Ropa vieja (; "old clothes") is a dish with regional variations in Latin America, the Philippines, and Spain. It normally includes some form of stewed beef and tomatoes with a sofrito base. Originating in Spain, it is known today as one of the national dishes of Cuba. The name ropa vieja probably originates from the fact that it was often prepared using food left over from other meals.

The dish's origins appear to have first arisen among the Sephardic Jews of the Iberian Peninsula, as a slow-cooked stew that was prepared to be eaten over the course of a traditionally observed Shabbat, a kind of cholent called "handrajos" (similar to the Spanish word "andrajos"). Eventually this dish spread to North Africa and to the Canary Islands of Spain.

The dish is believed to have been brought to the Americas by immigrants from the Canary Islands and was first reported to have been cooked in Cuba in 1857, but today is well known as a Cuban national dish.

● TASK SET:
[a] According to the ropa vieja passage, in what year was the dish first reported to have been cooked in Cuba?
[b] Write a continuation of the ropa vieja passage, picking up after its final sentence.

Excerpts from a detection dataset
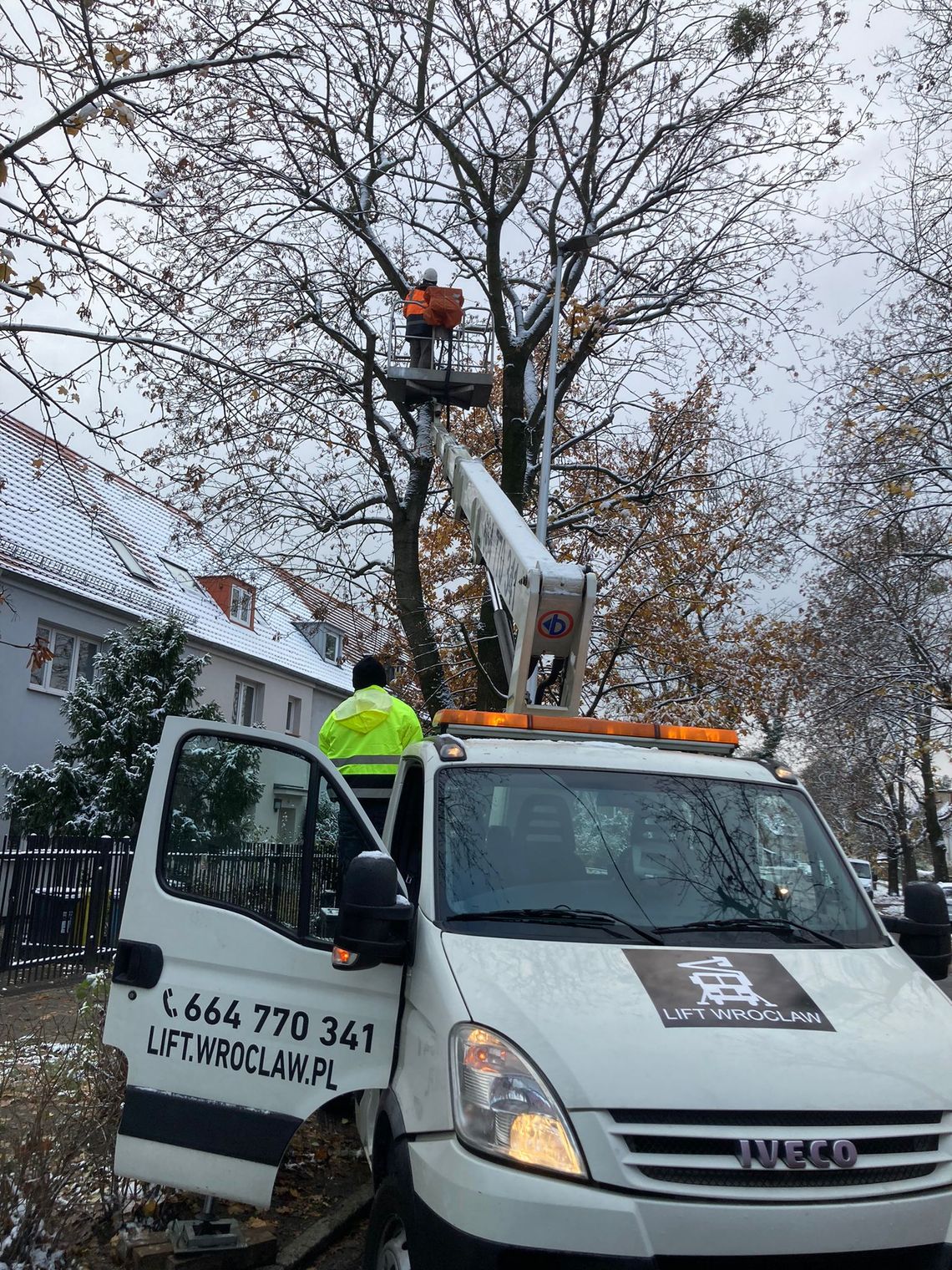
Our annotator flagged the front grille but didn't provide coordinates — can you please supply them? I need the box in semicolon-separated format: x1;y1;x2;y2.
641;1165;935;1190
608;1111;944;1129
589;1109;952;1202
625;1133;939;1162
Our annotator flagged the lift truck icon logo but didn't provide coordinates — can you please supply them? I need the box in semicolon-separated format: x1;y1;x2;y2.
678;957;774;1007
625;947;835;1031
535;608;575;639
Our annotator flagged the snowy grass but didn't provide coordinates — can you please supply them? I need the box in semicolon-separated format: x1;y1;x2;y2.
0;973;156;1270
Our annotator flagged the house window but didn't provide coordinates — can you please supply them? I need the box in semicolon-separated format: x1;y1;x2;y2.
103;533;152;582
29;622;103;693
284;697;301;737
159;556;198;591
229;587;251;626
231;679;264;728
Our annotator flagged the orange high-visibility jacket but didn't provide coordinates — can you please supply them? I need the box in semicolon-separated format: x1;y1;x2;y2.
403;287;428;318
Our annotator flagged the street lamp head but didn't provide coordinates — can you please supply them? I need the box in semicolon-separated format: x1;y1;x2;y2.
556;230;601;256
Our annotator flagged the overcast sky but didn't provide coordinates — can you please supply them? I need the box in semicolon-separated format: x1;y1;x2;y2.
4;5;906;502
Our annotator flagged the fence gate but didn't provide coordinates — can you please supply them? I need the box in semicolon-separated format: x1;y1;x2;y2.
0;835;132;987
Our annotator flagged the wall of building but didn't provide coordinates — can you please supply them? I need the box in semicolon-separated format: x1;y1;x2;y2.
0;582;342;845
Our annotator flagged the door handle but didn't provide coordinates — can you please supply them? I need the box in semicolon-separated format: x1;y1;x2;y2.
113;940;164;988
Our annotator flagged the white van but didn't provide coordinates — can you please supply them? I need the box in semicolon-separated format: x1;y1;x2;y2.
105;713;952;1270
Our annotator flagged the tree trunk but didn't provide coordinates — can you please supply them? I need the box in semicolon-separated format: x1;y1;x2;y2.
896;781;919;889
916;706;948;881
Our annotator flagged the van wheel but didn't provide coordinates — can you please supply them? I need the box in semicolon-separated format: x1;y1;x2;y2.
363;1177;410;1270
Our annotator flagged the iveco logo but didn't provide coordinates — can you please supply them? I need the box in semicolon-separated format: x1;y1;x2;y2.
737;1138;859;1168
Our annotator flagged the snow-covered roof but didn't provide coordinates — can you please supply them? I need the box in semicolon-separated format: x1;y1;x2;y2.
0;415;388;693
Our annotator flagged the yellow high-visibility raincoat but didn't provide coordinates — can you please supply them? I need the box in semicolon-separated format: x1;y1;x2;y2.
317;684;423;784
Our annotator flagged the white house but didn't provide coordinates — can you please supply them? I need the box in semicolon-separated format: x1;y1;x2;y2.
0;417;387;843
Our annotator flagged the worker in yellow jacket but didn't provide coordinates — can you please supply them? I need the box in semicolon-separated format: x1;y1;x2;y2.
317;657;423;880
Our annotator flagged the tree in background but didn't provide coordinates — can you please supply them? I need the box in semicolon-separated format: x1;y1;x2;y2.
0;0;293;427
3;617;223;837
806;516;952;881
422;381;808;731
121;0;850;710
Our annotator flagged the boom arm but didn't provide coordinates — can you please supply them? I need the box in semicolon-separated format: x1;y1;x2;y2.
433;419;596;715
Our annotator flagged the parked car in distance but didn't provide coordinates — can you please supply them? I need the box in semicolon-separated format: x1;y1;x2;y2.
847;860;876;896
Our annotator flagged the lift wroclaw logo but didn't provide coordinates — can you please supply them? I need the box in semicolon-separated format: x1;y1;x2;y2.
625;948;835;1031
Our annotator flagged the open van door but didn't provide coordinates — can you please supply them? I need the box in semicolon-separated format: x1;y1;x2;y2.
104;719;403;1206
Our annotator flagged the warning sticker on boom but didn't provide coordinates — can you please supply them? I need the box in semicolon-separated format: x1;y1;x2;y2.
535;608;575;639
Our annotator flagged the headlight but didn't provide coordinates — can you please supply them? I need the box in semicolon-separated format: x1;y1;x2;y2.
449;1024;586;1177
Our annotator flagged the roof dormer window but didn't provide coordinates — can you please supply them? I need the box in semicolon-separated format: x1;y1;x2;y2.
159;556;198;591
195;574;256;631
229;584;251;626
295;621;344;665
103;533;152;582
322;626;344;662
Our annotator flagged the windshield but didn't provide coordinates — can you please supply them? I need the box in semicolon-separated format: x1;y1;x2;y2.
437;767;886;946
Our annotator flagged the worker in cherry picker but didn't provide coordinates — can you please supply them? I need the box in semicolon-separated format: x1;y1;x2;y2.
403;266;438;371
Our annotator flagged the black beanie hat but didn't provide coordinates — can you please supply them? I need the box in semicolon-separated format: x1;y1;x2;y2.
354;657;387;692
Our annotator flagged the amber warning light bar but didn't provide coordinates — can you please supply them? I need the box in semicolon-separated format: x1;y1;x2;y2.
433;710;739;754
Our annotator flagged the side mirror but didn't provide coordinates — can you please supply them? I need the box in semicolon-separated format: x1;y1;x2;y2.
882;881;952;979
332;851;414;970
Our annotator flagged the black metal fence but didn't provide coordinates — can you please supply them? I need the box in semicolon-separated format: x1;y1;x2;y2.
0;835;339;987
165;842;337;938
0;835;132;987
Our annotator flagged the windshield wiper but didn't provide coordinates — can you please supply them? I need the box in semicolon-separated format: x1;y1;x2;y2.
447;904;664;943
657;917;849;948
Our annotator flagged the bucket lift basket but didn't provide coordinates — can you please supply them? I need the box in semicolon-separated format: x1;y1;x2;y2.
387;303;495;409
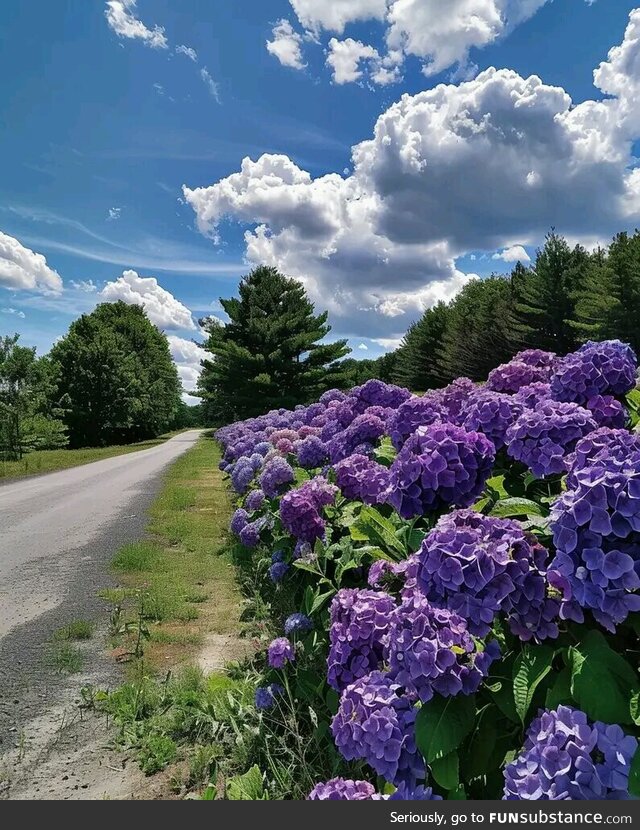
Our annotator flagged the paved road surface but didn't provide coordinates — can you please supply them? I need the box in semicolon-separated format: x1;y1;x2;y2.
0;430;201;646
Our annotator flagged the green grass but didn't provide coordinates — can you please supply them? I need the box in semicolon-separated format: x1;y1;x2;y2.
54;620;94;642
107;436;242;671
0;430;188;480
49;643;84;674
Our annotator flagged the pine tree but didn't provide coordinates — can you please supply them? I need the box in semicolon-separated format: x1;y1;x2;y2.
393;302;451;392
576;231;640;350
199;266;349;423
511;231;590;354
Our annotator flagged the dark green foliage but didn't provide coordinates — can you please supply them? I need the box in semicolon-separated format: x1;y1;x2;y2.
199;266;349;423
50;301;180;447
0;334;67;459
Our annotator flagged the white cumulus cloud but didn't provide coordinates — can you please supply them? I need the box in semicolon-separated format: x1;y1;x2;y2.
188;8;640;339
100;271;196;330
267;19;306;69
0;231;62;294
105;0;169;49
491;245;531;262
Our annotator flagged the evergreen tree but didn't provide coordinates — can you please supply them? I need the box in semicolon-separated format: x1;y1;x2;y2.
393;302;451;392
199;266;349;423
576;231;640;350
434;276;513;385
511;231;590;354
50;301;180;447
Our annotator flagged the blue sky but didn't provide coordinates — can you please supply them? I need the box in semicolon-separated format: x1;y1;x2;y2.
0;0;640;402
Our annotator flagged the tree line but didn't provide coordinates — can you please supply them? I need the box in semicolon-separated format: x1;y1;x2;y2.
391;231;640;391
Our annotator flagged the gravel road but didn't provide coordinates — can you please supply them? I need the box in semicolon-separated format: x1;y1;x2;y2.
0;430;201;755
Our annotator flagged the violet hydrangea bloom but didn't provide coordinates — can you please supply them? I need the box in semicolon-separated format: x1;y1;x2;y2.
244;490;264;513
331;671;425;786
504;706;638;801
551;340;638;404
486;358;551;392
284;612;313;637
387;423;495;519
462;390;524;450
327;588;396;691
513;383;551;409
585;395;629;429
258;455;295;499
268;637;296;669
551;451;640;631
416;510;560;640
334;453;389;504
255;683;284;710
307;778;381;801
505;400;598;478
280;476;338;543
389;592;500;703
389;395;446;450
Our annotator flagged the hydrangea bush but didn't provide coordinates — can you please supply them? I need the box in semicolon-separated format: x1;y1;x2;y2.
217;341;640;800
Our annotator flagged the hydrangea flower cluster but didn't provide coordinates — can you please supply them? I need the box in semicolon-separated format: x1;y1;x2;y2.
389;592;500;703
327;588;396;691
506;400;598;478
267;637;296;669
585;395;629;429
551;340;638;404
551;451;640;631
462;391;523;450
387;423;495;519
258;455;295;499
334;453;389;504
294;435;329;470
416;510;560;640
331;671;425;786
255;683;284;711
389;395;444;450
504;706;638;801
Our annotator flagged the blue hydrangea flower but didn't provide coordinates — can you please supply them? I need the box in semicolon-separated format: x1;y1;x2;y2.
327;588;395;691
387;423;495;519
331;671;425;786
506;400;598;478
504;706;638;801
389;592;500;703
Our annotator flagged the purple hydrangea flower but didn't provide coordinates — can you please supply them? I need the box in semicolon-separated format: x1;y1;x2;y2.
255;683;284;710
240;519;265;548
327;588;396;691
416;510;560;640
280;476;338;542
551;456;640;631
585;395;629;429
504;706;638;801
294;435;329;470
389;592;500;703
462;390;524;450
506;400;597;478
307;778;380;801
284;612;313;637
331;671;425;786
230;507;249;536
244;490;264;513
268;637;296;669
513;383;551;409
389;395;445;450
258;455;295;499
387;423;495;519
486;358;551;392
334;453;389;504
551;340;638;404
269;562;289;585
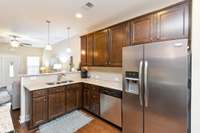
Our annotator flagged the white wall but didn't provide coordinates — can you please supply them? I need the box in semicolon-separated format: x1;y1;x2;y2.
0;43;43;74
43;36;80;70
191;0;200;133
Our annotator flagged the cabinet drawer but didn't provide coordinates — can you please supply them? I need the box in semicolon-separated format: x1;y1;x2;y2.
32;90;47;97
49;86;65;94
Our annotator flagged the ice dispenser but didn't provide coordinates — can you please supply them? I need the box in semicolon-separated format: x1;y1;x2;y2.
124;72;139;95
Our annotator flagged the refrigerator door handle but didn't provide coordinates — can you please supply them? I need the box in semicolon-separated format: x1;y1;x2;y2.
144;61;149;107
139;60;143;106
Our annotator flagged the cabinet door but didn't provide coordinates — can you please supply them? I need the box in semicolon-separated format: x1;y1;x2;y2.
87;34;94;66
157;3;189;40
76;85;83;108
83;87;90;111
81;36;87;66
32;96;47;126
109;23;129;67
66;86;77;112
90;85;100;115
94;30;108;66
49;91;65;119
131;15;154;44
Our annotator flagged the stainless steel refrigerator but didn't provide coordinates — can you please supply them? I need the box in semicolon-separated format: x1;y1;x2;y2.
122;39;189;133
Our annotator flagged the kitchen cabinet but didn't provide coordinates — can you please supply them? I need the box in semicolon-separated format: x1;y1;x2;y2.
94;30;108;66
86;34;94;66
156;3;189;40
131;14;155;44
48;86;65;119
81;36;87;66
30;90;48;127
29;83;121;128
108;23;130;67
83;84;90;110
83;84;100;115
66;84;82;112
89;85;100;115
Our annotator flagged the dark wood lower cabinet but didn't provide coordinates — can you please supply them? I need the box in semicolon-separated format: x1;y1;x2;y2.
30;83;111;128
89;86;100;115
83;85;90;110
48;86;65;119
83;84;100;115
30;91;48;127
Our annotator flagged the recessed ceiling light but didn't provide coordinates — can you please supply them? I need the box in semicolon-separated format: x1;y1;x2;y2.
75;13;83;18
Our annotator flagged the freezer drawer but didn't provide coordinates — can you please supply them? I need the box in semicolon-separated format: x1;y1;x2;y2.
100;93;122;127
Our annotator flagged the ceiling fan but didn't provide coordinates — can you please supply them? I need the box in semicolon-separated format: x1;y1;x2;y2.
10;35;32;48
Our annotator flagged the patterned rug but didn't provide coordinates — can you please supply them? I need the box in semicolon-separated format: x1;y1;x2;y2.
38;111;93;133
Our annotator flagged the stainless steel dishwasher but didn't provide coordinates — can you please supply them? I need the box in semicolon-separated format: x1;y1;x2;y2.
100;88;122;127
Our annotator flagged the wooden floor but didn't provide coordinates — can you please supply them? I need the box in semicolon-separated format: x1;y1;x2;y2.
11;110;121;133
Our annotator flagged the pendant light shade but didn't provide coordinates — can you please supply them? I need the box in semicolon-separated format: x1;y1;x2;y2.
45;20;53;51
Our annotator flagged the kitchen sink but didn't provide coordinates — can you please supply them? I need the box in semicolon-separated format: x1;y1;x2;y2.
46;80;74;85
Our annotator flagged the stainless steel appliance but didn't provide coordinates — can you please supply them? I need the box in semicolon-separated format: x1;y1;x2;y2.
122;39;189;133
100;88;122;127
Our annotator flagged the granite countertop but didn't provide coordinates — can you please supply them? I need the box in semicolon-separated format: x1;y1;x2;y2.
24;78;122;91
0;103;14;133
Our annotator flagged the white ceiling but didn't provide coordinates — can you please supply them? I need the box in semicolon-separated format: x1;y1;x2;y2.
0;0;182;47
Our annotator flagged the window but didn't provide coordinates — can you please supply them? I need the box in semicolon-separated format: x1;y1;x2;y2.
27;56;40;75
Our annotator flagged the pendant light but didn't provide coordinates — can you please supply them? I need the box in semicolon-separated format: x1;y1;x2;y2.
45;20;52;51
66;27;71;54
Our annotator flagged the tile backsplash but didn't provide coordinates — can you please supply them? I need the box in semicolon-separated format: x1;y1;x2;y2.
88;67;122;82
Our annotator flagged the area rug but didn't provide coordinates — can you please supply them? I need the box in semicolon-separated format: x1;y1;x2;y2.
38;111;93;133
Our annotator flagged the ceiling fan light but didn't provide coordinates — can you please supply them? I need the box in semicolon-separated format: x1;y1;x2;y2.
45;44;53;51
10;40;19;48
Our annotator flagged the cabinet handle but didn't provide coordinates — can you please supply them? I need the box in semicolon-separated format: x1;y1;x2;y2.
44;98;47;102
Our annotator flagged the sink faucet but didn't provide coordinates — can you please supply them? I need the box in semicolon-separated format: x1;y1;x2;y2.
57;73;65;82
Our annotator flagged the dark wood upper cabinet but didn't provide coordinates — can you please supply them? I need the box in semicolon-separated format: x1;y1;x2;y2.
87;34;94;66
81;2;190;67
66;84;82;112
48;86;65;119
94;30;108;66
30;90;48;127
81;36;87;66
108;23;130;67
131;15;154;44
156;3;189;40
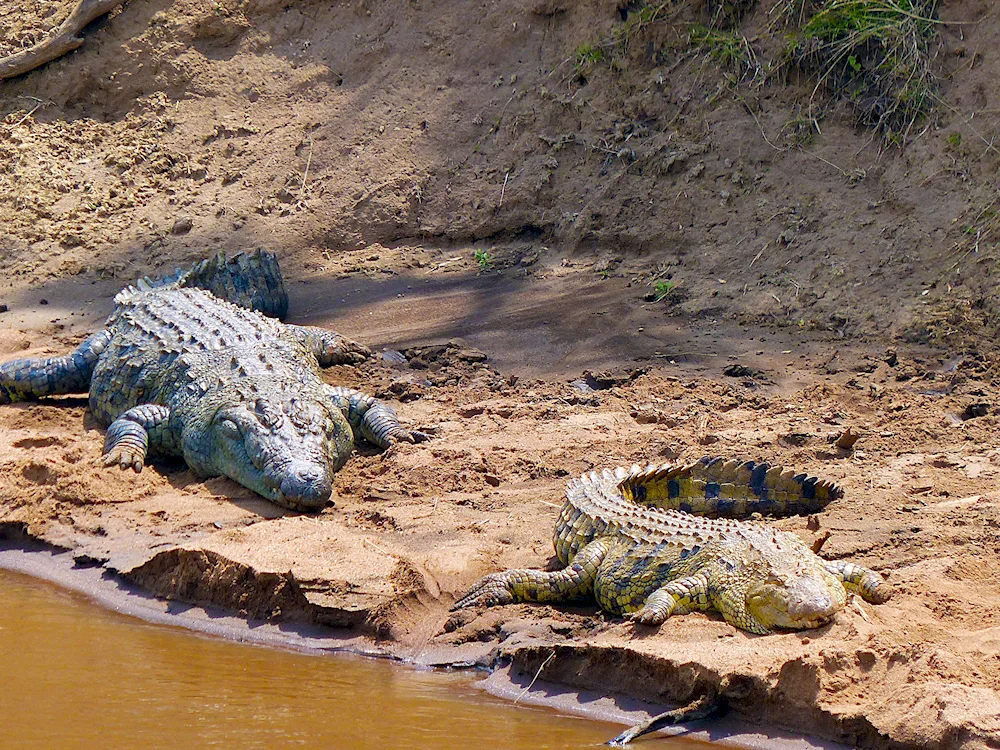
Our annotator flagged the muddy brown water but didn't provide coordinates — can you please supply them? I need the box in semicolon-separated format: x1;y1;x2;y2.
0;570;708;750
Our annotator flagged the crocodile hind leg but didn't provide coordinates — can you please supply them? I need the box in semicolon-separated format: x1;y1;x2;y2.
0;331;111;404
826;560;892;604
452;537;614;610
285;324;372;367
604;694;723;747
103;404;175;474
326;385;428;448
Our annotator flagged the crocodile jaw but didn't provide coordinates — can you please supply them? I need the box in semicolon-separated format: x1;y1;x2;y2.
185;398;354;513
746;570;847;631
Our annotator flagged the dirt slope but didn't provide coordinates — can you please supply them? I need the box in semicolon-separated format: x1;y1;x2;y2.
0;0;1000;747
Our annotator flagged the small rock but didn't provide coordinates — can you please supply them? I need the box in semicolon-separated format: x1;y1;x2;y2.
455;348;488;362
722;364;754;378
170;216;194;234
834;427;861;451
780;432;813;448
379;349;406;367
962;402;990;419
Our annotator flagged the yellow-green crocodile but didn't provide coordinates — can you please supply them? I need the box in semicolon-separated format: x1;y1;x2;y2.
454;457;889;634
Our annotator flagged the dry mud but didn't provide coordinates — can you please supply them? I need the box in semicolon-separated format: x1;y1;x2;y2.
0;0;1000;748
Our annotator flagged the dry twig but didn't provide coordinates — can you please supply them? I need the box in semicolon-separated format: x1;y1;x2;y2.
0;0;122;81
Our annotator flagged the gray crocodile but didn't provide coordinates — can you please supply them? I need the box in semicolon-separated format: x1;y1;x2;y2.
0;251;426;511
454;457;889;634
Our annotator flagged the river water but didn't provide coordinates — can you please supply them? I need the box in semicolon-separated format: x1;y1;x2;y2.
0;570;709;750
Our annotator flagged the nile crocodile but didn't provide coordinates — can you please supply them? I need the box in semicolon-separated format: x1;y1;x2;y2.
0;251;426;511
454;457;889;634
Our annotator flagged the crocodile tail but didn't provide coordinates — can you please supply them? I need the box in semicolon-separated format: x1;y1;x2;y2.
115;250;288;318
618;456;844;518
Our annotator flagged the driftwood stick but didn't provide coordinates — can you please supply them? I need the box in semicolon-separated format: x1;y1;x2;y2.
0;0;123;81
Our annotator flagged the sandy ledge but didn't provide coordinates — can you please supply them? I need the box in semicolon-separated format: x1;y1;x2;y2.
0;528;844;750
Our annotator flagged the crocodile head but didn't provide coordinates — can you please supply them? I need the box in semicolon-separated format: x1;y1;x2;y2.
198;396;353;512
746;565;847;633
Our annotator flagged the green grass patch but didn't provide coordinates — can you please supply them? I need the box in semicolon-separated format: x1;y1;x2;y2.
779;0;938;143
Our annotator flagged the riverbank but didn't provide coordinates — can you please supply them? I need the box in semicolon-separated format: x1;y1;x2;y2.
0;0;1000;748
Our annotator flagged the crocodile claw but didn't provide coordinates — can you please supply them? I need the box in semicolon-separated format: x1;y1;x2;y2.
101;447;145;474
451;573;514;612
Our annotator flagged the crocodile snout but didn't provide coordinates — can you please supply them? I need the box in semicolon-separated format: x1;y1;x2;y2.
277;462;333;511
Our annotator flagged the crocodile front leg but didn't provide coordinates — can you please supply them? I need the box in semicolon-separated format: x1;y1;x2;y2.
285;324;372;367
452;537;614;610
104;404;176;474
0;331;111;404
326;385;428;448
620;575;712;625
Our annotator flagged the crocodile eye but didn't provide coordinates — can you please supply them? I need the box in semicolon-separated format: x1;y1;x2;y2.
219;419;240;438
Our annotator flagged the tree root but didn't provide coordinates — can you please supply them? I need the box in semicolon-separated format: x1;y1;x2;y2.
605;695;724;747
0;0;123;81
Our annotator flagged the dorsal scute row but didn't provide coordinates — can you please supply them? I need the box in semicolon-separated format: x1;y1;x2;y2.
615;456;844;518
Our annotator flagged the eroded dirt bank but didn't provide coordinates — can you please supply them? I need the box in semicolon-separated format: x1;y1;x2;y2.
0;0;1000;747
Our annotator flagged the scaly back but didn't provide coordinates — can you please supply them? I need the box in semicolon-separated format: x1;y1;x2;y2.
619;456;844;518
553;457;843;564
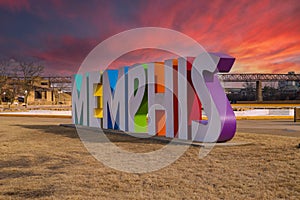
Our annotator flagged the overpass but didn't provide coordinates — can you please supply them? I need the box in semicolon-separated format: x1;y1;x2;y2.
219;73;300;102
43;73;300;102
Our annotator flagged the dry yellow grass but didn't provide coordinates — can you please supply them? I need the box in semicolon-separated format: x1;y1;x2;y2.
0;117;300;199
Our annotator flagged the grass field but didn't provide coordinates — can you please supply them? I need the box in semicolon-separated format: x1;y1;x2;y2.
0;117;300;199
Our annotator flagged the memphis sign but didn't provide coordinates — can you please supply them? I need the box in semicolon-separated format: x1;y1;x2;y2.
72;53;236;142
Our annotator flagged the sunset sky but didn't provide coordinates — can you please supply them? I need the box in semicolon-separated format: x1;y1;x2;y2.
0;0;300;75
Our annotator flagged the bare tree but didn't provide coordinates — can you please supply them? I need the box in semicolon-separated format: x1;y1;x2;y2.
15;61;44;104
0;60;9;104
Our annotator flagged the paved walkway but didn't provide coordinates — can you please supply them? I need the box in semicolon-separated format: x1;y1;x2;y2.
237;120;300;137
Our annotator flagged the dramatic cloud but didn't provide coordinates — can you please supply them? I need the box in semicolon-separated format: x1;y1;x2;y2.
0;0;300;74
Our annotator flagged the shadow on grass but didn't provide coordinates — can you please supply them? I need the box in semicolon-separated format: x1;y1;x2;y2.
11;124;79;138
12;124;170;144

● RESPONSES TO THE TASKS:
[a] 1857

[b]
Regional variations
 Canary Islands - Ropa vieja is served with both garbanzo beans and potatoes. Some versions of the dish in the Canaries include other meats, including chicken and pork.
 Colombia - the dish is known as both "ropa vieja" and "carne desmechada" and is often served with rice, fried plantains, or arepas.
 Cuba - Ropa vieja is well known as a national dish (most often served with rice and black beans), but famously was off the menu of many ordinary Cubans for a time during the Special Period of Cuban history, after the fall of the Soviet Union. While some Cubans improvised, substituting lamb or pork for beef during this time (or made special efforts to find beef to make the dish)  the dish became commonly available in Cuba again, starting in 2010 with the advent of independent and legal paladares in 2010. Ropa vieja is especially popular among Cuba's Jewish community. Ropa vieja in Cuba is often served with congri rice and fried plantains.
 In Nicaragua, the dish is called carne desmenuzada, or less commonly ropa vieja. It is made with green bell peppers, onions, garlic, salt, Worcestershire sauce, sugar, and mustard. It is usually served with white rice or alongside gallopinto (national dish of Nicaragua), and fried cheese, fried or boiled plantains.
 In the Philippines, ropa vieja includes fish sauce and is served with jasmine rice.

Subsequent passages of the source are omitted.